Task goal:
Please return each line of the records below that contains the word "covered", copying every such line in full. Case counts.

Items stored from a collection

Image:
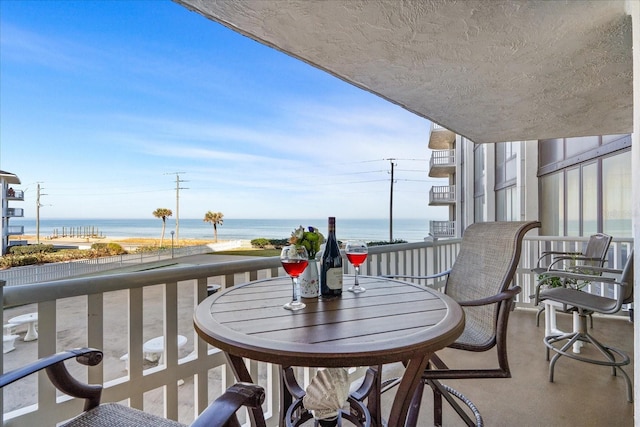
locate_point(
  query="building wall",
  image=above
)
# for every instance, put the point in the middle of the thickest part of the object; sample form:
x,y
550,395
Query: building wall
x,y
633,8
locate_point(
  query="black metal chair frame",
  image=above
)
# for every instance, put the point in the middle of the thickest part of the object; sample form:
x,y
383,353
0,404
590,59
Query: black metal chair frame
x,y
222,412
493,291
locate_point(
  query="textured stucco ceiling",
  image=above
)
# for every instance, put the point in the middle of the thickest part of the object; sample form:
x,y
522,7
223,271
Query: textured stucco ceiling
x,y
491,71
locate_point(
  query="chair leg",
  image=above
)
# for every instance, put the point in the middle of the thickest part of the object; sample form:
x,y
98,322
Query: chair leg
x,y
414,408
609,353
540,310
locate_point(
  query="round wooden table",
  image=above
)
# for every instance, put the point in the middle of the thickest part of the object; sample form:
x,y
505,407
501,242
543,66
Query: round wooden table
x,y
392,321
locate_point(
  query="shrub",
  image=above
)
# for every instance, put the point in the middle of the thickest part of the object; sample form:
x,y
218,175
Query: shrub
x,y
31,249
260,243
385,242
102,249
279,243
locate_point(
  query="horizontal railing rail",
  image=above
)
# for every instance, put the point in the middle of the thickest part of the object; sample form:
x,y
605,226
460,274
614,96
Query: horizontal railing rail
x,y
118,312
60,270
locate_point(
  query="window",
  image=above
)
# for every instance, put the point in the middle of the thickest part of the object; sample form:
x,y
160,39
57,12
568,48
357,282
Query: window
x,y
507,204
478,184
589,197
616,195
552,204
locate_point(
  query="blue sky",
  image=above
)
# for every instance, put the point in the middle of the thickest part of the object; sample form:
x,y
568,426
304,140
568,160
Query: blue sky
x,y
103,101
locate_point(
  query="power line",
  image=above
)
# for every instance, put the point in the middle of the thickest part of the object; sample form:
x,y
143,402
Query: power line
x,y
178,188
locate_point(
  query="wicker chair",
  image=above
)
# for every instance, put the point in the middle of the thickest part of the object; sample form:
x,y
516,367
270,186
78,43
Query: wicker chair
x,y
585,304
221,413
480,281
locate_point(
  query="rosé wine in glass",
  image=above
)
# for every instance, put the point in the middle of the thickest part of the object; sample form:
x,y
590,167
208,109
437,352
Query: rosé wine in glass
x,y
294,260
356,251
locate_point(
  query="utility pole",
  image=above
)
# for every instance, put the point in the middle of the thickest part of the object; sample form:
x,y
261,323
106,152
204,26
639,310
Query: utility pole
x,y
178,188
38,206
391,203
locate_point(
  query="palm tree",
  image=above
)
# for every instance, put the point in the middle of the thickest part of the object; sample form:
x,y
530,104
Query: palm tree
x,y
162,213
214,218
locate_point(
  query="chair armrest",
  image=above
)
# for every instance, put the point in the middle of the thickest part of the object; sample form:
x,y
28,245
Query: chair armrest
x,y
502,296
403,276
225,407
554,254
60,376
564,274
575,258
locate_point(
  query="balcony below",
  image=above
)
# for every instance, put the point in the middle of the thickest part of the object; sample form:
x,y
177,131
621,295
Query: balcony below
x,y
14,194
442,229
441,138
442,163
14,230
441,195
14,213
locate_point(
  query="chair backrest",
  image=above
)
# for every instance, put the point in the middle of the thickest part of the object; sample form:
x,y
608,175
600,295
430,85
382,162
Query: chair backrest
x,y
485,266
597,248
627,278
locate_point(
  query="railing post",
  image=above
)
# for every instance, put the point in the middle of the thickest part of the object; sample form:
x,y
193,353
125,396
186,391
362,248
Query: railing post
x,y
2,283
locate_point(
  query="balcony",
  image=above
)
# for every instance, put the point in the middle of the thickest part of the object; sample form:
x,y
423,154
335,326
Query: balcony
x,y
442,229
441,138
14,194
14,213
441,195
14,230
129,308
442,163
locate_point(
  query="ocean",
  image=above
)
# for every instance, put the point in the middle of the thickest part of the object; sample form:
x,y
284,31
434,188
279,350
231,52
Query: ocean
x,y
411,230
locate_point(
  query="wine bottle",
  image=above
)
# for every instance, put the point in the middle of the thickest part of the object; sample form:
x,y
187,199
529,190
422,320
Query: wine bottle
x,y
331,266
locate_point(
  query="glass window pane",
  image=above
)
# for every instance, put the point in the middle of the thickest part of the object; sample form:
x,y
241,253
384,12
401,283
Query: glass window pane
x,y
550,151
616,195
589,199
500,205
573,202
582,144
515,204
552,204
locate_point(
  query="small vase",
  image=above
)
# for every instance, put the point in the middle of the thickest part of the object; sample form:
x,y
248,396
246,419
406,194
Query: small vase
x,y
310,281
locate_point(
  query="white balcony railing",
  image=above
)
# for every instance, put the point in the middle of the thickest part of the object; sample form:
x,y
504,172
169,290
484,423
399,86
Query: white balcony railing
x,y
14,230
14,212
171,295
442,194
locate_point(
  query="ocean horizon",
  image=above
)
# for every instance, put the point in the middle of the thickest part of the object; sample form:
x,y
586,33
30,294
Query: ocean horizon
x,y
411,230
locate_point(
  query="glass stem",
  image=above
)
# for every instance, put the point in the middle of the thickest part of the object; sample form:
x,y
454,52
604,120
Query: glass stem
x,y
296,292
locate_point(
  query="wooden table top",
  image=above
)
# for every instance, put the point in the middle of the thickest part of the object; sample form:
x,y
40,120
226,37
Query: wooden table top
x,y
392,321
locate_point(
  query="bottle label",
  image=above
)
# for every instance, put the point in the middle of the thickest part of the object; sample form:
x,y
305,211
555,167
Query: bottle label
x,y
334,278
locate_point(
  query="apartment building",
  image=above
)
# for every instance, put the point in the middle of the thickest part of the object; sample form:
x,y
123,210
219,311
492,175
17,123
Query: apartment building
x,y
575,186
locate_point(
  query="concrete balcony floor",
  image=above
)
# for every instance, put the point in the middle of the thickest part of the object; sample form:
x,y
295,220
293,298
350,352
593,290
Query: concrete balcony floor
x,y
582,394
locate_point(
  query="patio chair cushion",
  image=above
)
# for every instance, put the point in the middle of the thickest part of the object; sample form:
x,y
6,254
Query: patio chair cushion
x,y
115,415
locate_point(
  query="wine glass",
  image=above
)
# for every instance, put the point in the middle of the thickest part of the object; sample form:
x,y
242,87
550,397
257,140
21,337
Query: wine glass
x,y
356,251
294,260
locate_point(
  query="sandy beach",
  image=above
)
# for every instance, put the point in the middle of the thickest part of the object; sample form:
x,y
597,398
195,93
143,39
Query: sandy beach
--
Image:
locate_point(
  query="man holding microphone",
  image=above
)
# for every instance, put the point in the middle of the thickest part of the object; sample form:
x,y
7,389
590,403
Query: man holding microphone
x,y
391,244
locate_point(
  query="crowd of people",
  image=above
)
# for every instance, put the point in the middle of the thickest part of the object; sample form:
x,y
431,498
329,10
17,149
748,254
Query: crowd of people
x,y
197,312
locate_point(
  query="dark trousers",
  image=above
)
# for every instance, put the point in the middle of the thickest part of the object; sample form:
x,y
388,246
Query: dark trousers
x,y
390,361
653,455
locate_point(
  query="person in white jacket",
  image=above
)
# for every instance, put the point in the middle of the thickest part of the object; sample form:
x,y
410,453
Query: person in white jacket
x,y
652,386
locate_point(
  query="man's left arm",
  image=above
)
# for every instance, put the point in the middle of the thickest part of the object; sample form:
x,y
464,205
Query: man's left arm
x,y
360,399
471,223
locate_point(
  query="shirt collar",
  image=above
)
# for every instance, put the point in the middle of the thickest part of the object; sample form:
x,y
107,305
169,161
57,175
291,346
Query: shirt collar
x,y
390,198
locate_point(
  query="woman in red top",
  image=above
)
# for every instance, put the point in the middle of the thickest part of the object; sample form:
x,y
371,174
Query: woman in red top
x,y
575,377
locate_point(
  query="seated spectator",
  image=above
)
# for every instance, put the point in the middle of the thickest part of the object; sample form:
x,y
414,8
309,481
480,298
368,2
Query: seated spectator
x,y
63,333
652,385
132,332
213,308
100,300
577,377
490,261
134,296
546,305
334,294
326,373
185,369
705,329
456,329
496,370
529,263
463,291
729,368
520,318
--
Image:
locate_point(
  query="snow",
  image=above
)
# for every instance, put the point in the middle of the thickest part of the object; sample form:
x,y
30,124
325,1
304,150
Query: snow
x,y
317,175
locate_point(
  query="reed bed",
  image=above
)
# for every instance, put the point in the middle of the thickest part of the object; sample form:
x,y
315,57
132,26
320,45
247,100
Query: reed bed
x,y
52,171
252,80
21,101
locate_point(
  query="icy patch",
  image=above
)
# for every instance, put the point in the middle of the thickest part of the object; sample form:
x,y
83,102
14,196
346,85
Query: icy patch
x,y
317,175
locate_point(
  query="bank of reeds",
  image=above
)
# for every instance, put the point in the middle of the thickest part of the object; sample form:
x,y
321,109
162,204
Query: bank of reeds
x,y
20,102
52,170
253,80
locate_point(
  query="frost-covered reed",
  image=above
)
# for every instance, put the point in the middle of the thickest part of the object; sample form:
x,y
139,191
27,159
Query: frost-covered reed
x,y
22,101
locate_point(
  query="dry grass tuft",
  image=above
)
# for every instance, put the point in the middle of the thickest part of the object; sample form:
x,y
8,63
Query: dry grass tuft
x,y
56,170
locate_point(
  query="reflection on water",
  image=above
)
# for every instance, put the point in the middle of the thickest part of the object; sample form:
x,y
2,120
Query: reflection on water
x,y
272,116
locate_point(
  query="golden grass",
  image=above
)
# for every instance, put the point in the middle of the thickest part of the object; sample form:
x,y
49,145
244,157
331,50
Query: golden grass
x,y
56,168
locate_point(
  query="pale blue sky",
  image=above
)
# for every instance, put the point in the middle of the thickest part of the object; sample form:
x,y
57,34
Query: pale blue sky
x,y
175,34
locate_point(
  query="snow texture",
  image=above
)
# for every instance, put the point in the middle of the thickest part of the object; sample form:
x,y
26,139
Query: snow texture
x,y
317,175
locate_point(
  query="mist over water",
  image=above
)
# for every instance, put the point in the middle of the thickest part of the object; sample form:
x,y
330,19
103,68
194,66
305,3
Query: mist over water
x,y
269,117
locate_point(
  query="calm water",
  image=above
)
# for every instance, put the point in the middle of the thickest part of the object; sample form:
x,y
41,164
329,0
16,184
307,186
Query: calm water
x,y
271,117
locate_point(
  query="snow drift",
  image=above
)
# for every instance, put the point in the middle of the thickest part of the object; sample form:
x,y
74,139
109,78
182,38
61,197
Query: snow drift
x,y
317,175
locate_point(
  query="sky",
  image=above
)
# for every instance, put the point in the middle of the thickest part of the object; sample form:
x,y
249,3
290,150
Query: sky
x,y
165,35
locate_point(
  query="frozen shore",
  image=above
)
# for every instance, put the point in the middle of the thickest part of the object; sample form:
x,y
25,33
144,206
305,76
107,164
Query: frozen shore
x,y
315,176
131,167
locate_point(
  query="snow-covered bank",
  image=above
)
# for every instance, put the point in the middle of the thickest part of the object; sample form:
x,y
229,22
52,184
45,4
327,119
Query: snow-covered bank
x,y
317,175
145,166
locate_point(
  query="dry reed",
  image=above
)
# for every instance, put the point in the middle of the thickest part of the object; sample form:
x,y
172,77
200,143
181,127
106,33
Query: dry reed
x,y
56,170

Expected answer:
  query="frost-covered reed",
Query: frost-covered reed
  query="snow-covered bank",
Query: snow-covered bank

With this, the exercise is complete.